TAREFAS A REALIZAR:
a: No texto sobre as onças-pintadas, quantas vezes os dois machos dos Llanos da Venezuela foram flagrados juntos?
b: Liste todas as fontes de informação que, segundo o texto sobre as onças-pintadas, o grupo usou para identificar as alianças de longo prazo entre machos.
c: Dê continuidade ao texto sobre as onças-pintadas a partir da última frase apresentada.

BLOCO DE TEXTO:
▼▼▼

Para identificar as alianças de longo prazo das duplas de machos, o grupo se baseou em informações de armadilhas fotográficas (que obtêm imagens automaticamente quando o animal chega perto delas), monitoramento dos indivíduos por colares com GPS e rádio, avaliações genéticas (em geral, por meio das fezes das onças) e avistamentos em campo.
Os dados foram coletados no Pantanal brasileiro e na região venezuelana dos Llanos (pronuncia-se “Djanos”). Essas áreas possuem populações relativamente abundantes de onças-pintadas, graças à riqueza de recursos para os animais (com uma alta densidade de presas naturais e introduzidas) e também são ambientes parecidos entre si, com inundações sazonais e mosaicos de vegetação relativamente aberta e matas ciliares.
Isso facilita a coordenação entre indivíduos da coalizão e o monitoramento por parte dos pesquisadores. Além disso, acredita-se que a colaboração entre grandes felinos adultos seja mais comum nesse tipo de ambiente aberto, levando em conta que ela ocorre nas savanas africanas no caso de leões e guepardos.
A primeira constatação do estudo é que as alianças entre dois machos adultos são bastante raras. De um total de mais de 7.000 registros de onças-pintadas do sexo masculino no estudo, apenas 70 são exemplos de cooperação entre eles (o conjunto inclui também 18 casos de agressão e nove de “tolerância”, ou seja, nos quais os machos não se agridem, mas também não cooperam).
No caso em que as duplas se formam, no entanto, o companheirismo pode durar vários anos. Nos Llanos da Venezuela, por exemplo, dois machos foram flagrados juntos 40 vezes, de 2013 a 2018.
Costumavam viajar pelo território em dupla e também marcá-lo (para demonstrar sua posse dele diante de outros machos) em conjunto. Em algumas ocasiões, um deles acasalava com uma fêmea enquanto o outro ficava por perto. Ambos expandiram seus domínios expulsando outros machos ao longo do tempo.

▲▲▲

DADOS FORNECIDOS:
▼▼▼

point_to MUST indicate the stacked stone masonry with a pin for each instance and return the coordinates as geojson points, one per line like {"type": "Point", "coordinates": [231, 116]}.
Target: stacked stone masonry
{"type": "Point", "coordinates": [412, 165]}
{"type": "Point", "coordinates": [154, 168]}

▲▲▲
▼▼▼

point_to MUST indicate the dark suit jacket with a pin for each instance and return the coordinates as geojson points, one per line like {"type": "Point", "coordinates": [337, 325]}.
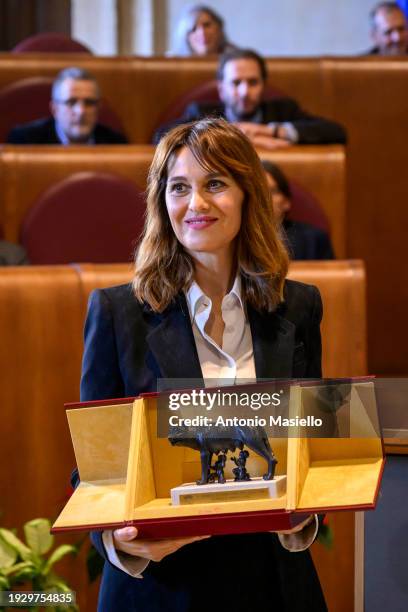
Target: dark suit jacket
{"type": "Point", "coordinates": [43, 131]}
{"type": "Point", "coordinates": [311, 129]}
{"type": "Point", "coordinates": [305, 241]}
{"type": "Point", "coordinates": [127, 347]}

▲▲▲
▼▼▼

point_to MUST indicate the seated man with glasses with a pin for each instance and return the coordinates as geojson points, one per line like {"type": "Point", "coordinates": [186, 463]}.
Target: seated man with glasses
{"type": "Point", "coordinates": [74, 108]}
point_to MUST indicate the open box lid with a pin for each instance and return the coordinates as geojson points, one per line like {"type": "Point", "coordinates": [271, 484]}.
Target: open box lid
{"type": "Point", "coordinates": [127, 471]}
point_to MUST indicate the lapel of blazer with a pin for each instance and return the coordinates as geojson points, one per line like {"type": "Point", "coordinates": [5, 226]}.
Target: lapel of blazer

▲▲▲

RESPOSTAS POR ITEM:
a: Foram flagrados juntos 40 vezes, de 2013 a 2018.

b:
- Armadilhas fotográficas
- Monitoramento dos indivíduos por colares com GPS e rádio
- Avaliações genéticas (em geral, por meio das fezes das onças)
- Avistamentos em campo

c:
Já no norte do Pantanal, uma dessas parcerias foi registrada entre 2015 e 2018. Além de viajar e marcar o território juntos, eles costumavam cheirar a cara um do outro e foram vistos compartilhando dois cadáveres de gado e expulsando juntos um jovem macho invasor. Um dado interessante é que os pesquisadores não chegaram a identificar, por meio de análises genéticas, algum parentesco entre os aliados -em outras espécies, machos adultos que são irmãos, por exemplo, podem acabar formando coalizões.
Diferentemente do que acontece com os leões, as duplas de aliados não caçam juntas e não parecem formar colaborações com as fêmeas. Há indícios de que as parcerias tendem a se formar em locais onde há abundância de fêmeas, cada uma delas com territórios pequenos e vizinhos, o que indicaria que os machos estão se aliando para garantir o acesso às parceiras e excluir outros machos da competição por elas.
Um detalhe intrigante é que as onças-pintadas de hoje, mesmo as que habitam os ambientes mais ricos em recursos, como o Pantanal, têm à sua disposição relativamente poucas presas de grande porte -mas essa é uma situação relativamente recente na história evolutiva delas.
No fim da Era do Gelo, há cerca de 10 mil anos, a América do Sul estava repleta de herbívoros de grande porte, como cavalos, preguiças e tatus gigantes, espécies de lhamas que povoavam boa parte do Brasil e “supercapivaras”. Seria algo muito mais parecido com a África atual, onde os leões caçam em bando.
“Pode ser que, nessa época, as onças-pintadas fossem maiores e formassem coalizões para capturar esses grandes herbívoros. Também havia outros grandes predadores para competir com elas, como ursos e dentes-de-sabre”, disse à reportagem o pesquisador venezuelano Rafael Hoogesteijn, um dos coautores do novo estudo, que trabalha na ONG conservacionista Panthera.
“Com a extinção desses grandes herbívoros da savana, as onças diminuíram de tamanho e se tornaram mais especializadas na captura de grandes répteis tropicais, como sucuris, jacarés e tartarugas, o que explica o fato de terem a mordida mais forte de todos os grandes felinos”, explica ele.